* _EXERCISE AIM_
Could you give the entries back exactly as they stand, minus any pictures?

[INFORMATION SHOWN — start]

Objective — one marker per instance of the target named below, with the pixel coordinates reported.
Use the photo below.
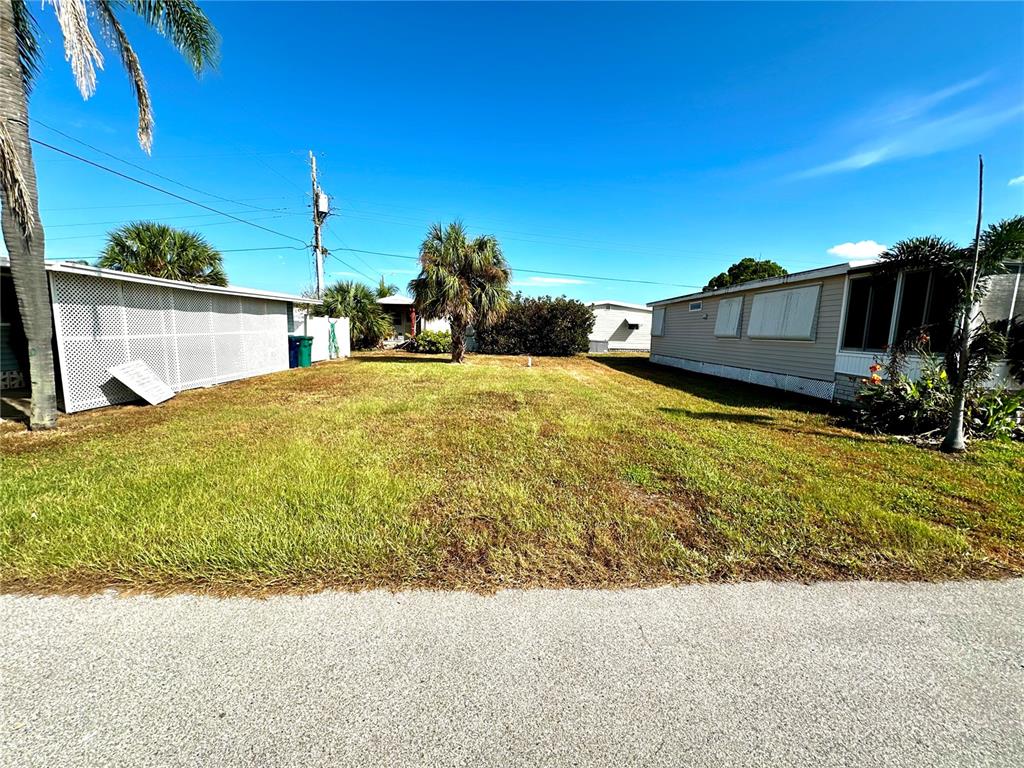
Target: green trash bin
(305, 350)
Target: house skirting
(812, 387)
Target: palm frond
(27, 32)
(116, 34)
(184, 24)
(80, 47)
(15, 189)
(926, 252)
(161, 251)
(1003, 242)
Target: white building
(817, 332)
(620, 326)
(404, 318)
(190, 335)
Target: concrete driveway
(758, 674)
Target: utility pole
(320, 213)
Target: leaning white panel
(189, 337)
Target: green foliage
(461, 279)
(162, 251)
(184, 24)
(1015, 348)
(541, 326)
(743, 271)
(431, 342)
(894, 402)
(369, 325)
(385, 289)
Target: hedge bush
(541, 326)
(432, 342)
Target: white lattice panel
(189, 338)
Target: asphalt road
(760, 674)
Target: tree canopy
(162, 251)
(462, 279)
(743, 271)
(369, 325)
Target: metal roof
(816, 273)
(95, 271)
(624, 304)
(395, 299)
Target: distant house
(404, 320)
(815, 332)
(620, 326)
(190, 335)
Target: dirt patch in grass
(578, 472)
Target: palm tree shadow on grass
(406, 358)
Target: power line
(201, 225)
(138, 205)
(163, 190)
(538, 271)
(280, 211)
(145, 170)
(349, 266)
(227, 250)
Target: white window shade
(727, 320)
(657, 322)
(788, 314)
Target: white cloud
(536, 281)
(863, 249)
(910, 128)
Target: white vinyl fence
(190, 337)
(320, 329)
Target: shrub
(542, 326)
(431, 342)
(893, 402)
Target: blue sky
(649, 142)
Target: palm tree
(188, 30)
(368, 323)
(969, 270)
(462, 279)
(386, 289)
(162, 251)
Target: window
(727, 320)
(657, 322)
(788, 314)
(925, 304)
(869, 312)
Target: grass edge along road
(391, 470)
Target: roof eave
(830, 270)
(95, 271)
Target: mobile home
(815, 332)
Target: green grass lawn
(392, 470)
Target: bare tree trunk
(954, 441)
(458, 340)
(26, 253)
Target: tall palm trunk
(954, 440)
(26, 253)
(459, 326)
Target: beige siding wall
(689, 336)
(1000, 296)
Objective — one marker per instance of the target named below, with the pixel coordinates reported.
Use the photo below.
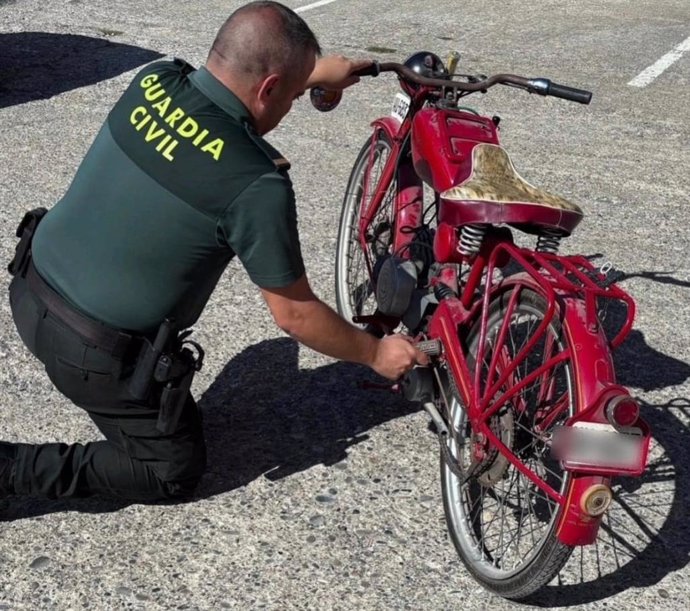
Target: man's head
(264, 53)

[INFORMATION SHOWN — finish]

* _ANSWER BELOW_
Objective — one marker per instance of the target named below, with the pixel coordinates reported.
Use the photo below.
Target: green trash bin
(305, 350)
Target: house skirting
(812, 387)
Target: palm frond
(27, 32)
(116, 34)
(184, 24)
(80, 47)
(15, 189)
(926, 252)
(161, 251)
(1003, 242)
Target: white building
(817, 332)
(620, 326)
(404, 318)
(190, 335)
Target: concrete driveway
(758, 674)
Target: utility pole
(320, 213)
Target: leaning white panel
(189, 337)
Target: green foliage
(461, 279)
(162, 251)
(184, 24)
(1015, 348)
(541, 326)
(743, 271)
(431, 342)
(894, 402)
(369, 325)
(385, 289)
Target: hedge bush
(541, 326)
(432, 342)
Target: white lattice panel
(189, 338)
Target: asphalt road
(760, 674)
Target: tree canopy
(162, 251)
(462, 279)
(743, 271)
(369, 325)
Target: metal roof
(816, 273)
(95, 271)
(624, 304)
(395, 299)
Target: distant house
(404, 320)
(815, 332)
(620, 326)
(190, 335)
Target: dirt patch in grass
(578, 472)
Target: palm tree shadow on grass
(406, 358)
Target: power line
(201, 225)
(138, 205)
(163, 190)
(538, 271)
(280, 211)
(145, 170)
(349, 266)
(227, 250)
Target: white window shade
(727, 320)
(657, 322)
(788, 314)
Target: white cloud
(536, 281)
(863, 249)
(910, 128)
Target: white vinyl fence
(190, 337)
(320, 329)
Target: shrub
(542, 326)
(431, 342)
(893, 402)
Target: blue sky
(649, 142)
Target: palm tree
(188, 30)
(368, 323)
(969, 270)
(462, 279)
(386, 289)
(162, 251)
Target: window
(727, 320)
(657, 322)
(788, 314)
(925, 304)
(869, 312)
Target: grass edge along road
(391, 470)
Target: roof eave
(830, 270)
(95, 271)
Target: mobile home
(815, 332)
Target: green grass lawn
(392, 470)
Target: bare tree trunk
(954, 441)
(458, 340)
(26, 253)
Target: tall palm trunk
(954, 440)
(26, 253)
(459, 326)
Target: beige siding wall
(689, 336)
(1000, 296)
Objective — one marker per instance of the target named below, with the pixel coordinates reported.
Use the photo below.
Target: man's head
(264, 53)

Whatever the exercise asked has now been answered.